(Image listing with named regions)
········
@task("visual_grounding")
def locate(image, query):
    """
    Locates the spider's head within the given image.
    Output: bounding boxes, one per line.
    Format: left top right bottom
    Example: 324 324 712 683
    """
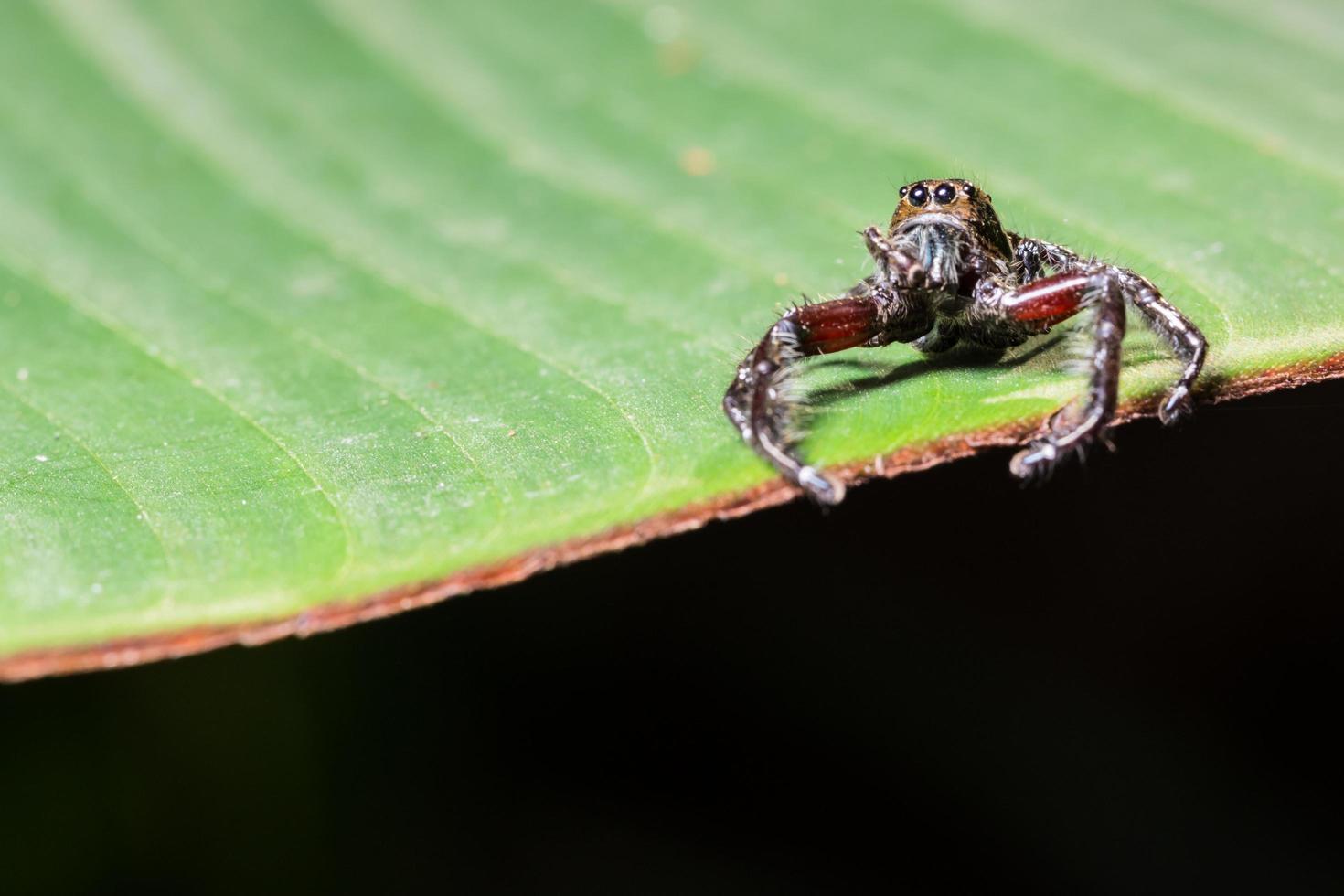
890 178 1009 255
········
Duplicate the lines of the listing above word for word, omitting the pictures from your answer.

@task("visual_grounding")
def locate(image, query):
    """
    Locates the spider's head within the given image.
    Output: bounding boxes, one per line.
    Format: left top right bottom
    Example: 324 324 712 683
    """
890 178 1009 255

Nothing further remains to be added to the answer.